- [Assignment]:
Your output should be an exact copy of the records, with no pictures in it.

- [Exercise data]:
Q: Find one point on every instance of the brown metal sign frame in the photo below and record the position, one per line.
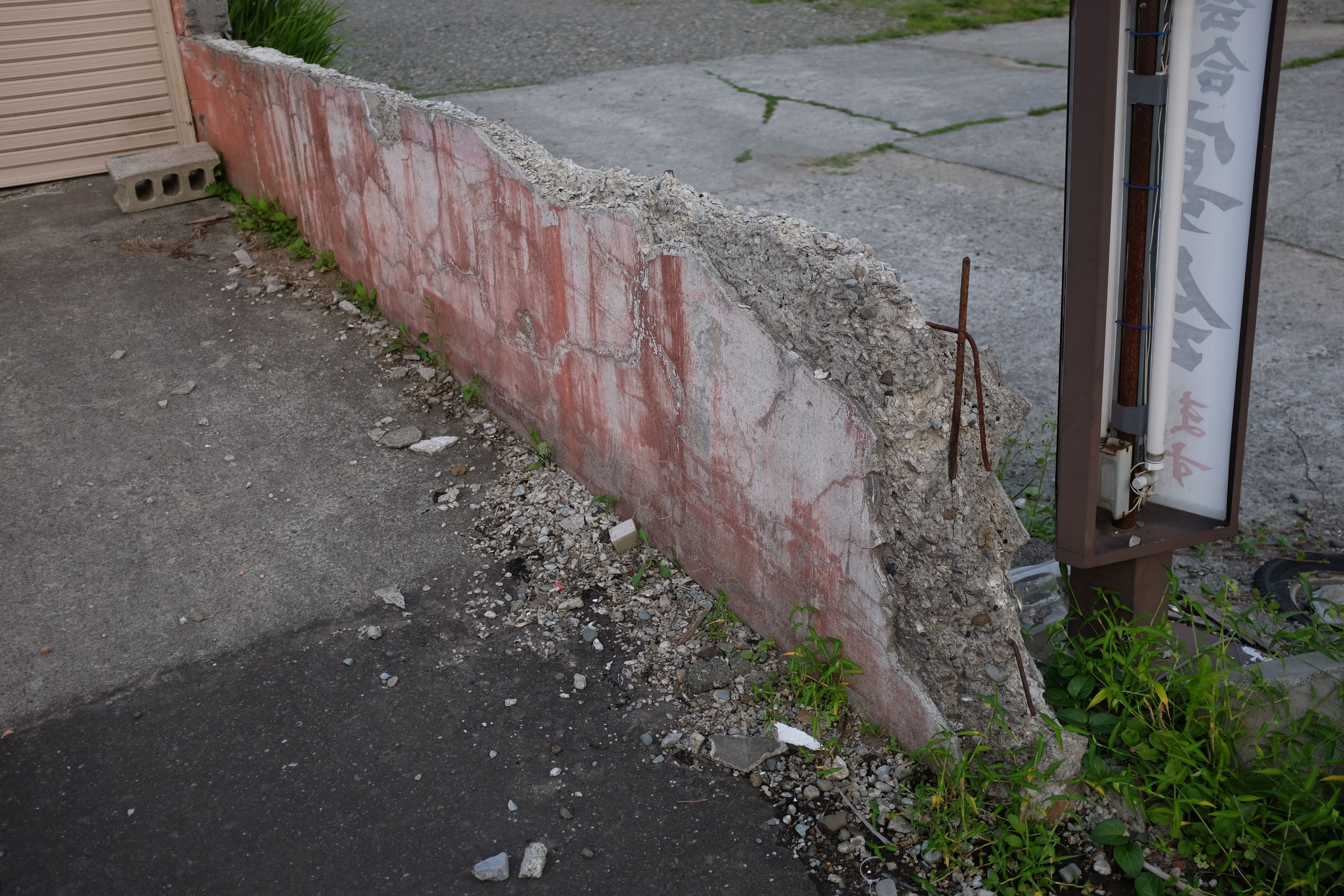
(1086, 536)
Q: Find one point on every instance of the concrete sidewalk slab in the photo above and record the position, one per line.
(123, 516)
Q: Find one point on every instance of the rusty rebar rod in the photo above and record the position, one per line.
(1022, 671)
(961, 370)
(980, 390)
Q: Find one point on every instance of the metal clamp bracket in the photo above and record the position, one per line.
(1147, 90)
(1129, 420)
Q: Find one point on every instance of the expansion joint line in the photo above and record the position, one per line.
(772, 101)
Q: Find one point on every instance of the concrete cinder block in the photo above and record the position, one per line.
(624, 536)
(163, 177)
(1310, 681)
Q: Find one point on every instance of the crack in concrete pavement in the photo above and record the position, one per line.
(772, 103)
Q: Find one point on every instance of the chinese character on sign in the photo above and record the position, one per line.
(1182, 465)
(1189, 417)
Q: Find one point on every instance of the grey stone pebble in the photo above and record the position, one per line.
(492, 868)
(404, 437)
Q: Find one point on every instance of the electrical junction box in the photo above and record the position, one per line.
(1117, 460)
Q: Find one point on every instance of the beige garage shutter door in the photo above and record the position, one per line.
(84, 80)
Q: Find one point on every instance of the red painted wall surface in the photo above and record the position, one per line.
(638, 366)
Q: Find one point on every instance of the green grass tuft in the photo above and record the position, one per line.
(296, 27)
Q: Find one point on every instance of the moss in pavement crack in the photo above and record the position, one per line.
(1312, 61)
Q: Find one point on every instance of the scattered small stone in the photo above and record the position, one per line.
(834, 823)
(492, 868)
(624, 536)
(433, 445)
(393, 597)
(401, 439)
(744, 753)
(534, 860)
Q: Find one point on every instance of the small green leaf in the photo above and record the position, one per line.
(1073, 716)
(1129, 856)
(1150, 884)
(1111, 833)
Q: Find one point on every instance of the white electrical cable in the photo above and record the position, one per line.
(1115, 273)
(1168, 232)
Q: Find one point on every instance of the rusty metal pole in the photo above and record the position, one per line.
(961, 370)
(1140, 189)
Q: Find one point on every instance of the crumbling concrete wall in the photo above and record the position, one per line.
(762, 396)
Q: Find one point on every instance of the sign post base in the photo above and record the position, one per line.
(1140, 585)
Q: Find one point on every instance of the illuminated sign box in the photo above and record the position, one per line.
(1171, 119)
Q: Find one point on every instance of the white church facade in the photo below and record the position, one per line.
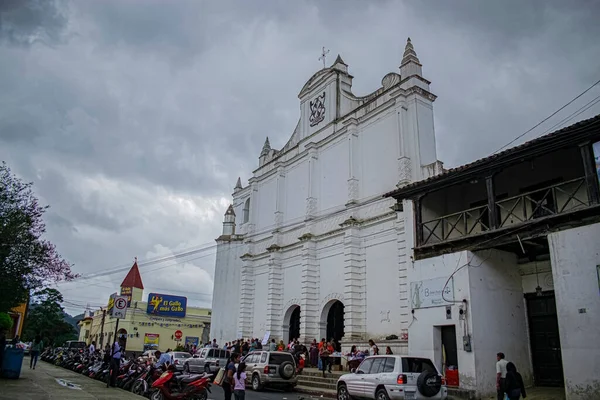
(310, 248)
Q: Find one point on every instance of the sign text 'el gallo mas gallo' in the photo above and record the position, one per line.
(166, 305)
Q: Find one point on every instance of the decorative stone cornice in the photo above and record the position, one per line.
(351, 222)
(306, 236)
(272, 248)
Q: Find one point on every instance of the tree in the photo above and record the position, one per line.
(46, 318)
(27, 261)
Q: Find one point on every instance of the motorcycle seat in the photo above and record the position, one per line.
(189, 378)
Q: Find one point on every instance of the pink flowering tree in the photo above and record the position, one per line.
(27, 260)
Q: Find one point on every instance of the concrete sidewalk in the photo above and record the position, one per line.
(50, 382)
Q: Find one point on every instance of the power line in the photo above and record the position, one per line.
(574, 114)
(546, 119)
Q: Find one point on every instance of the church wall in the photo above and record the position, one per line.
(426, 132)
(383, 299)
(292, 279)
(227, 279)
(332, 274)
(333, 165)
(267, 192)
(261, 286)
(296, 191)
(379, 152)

- [Task result]:
Q: Find one point on every instance of the brown metal sign frame in the photo below and record the position, one per line.
(1086, 536)
Q: Find one point on every instance of the concrete sidewalk slab in the photo above and record the position, one per line.
(123, 516)
Q: Find one point on every instance of the rusty rebar rod in the photo above and record the position, one per line.
(1022, 671)
(961, 370)
(980, 390)
Q: Find one point on every instance of the metal clamp bracket in the photo above and record the position, one per line.
(1147, 90)
(1129, 420)
Q: Find one point on every instance of the expansion joint line in the photo above and record the position, one per line.
(772, 101)
Q: Find one point on every instance of the concrete cinder block in the photo above and record the position, one per line.
(624, 536)
(163, 177)
(1310, 681)
Q: Find one point on every instance of the crack in concrete pavement in the photo above and record the position, one per line.
(772, 103)
Q: Find one point on every instance of the chinese character on sign in the photo above and record the position, one per line.
(1182, 465)
(1189, 417)
Q: Find one point on every instance of the grey stone pebble in the photo above and record the position, one per line.
(492, 868)
(404, 437)
Q: Find one point on every instance of the electrical junction box in the photo above and record the position, one per line.
(1117, 460)
Q: Find one point on every instance of the beige garage shutter door in the photo above and record the position, one per line.
(84, 80)
Q: Find one point on every instance of the red painted wall surface in the photo above and record the position, one per line.
(638, 366)
Q: Find one point on every instance of the green grass tuft in the photo above and record the position, one per line.
(296, 27)
Q: Find one point on every instance of the moss in pavement crack in the photo above and record the position, one per line.
(1312, 61)
Q: Find one point on every instance of the scattered small stone in the photo above and record the position, one per line.
(834, 823)
(492, 868)
(624, 536)
(433, 445)
(393, 597)
(401, 439)
(744, 753)
(534, 860)
Q: Find one point on every instance of the small green leaf in the photo above and record the position, one per line.
(1073, 716)
(1129, 856)
(1150, 884)
(1111, 833)
Q: Find one point on every instance of the white electrical cable in the photo above and record the position, one per line.
(1115, 273)
(1168, 232)
Q: Find one point on every instance of the rusty metal pole in the photo above and record the position, one per line.
(961, 370)
(1140, 189)
Q: Find one point on every instance of the crumbling concrete wall in the photo above and record the position, one per line.
(762, 396)
Q: Find one point on every instance of the sign post base in the photo above and record the position, one per line.
(1140, 585)
Q: Find one point on every instance of the illuminated sign box in the photo above and record the position, one per line.
(1171, 119)
Q: Find one point on every instance of the white church facade in the photo below and record the position, one per line.
(310, 248)
Q: Find one point on every instance of the sign text 'el gallo mas gallo' in the photo above and record the position, one per line.
(166, 305)
Q: Find one point on every instance of the decorative stone cornice in the photo above and record the position, one per line.
(351, 222)
(306, 236)
(272, 248)
Q: Find one point on every instance of the tree in the photo above and record the position, one per line.
(46, 318)
(27, 261)
Q: Find one point on every instance of the motorcycle seat in the photo above and record the position, one per line.
(189, 378)
Q: Find one point on every instance of the pink flowering tree in the photo above and record the position, one per line.
(27, 260)
Q: Find one point on every instance of the concrete sidewalk in the photo above and record the position, one per line.
(50, 382)
Q: Find one point on every instance of the power line in the photo above and record the position, one per line.
(574, 114)
(546, 119)
Q: Find one point on every instance of the church wall in the photo above and record the position, one per line.
(426, 132)
(383, 299)
(292, 279)
(227, 279)
(332, 274)
(333, 165)
(267, 192)
(261, 286)
(296, 191)
(379, 152)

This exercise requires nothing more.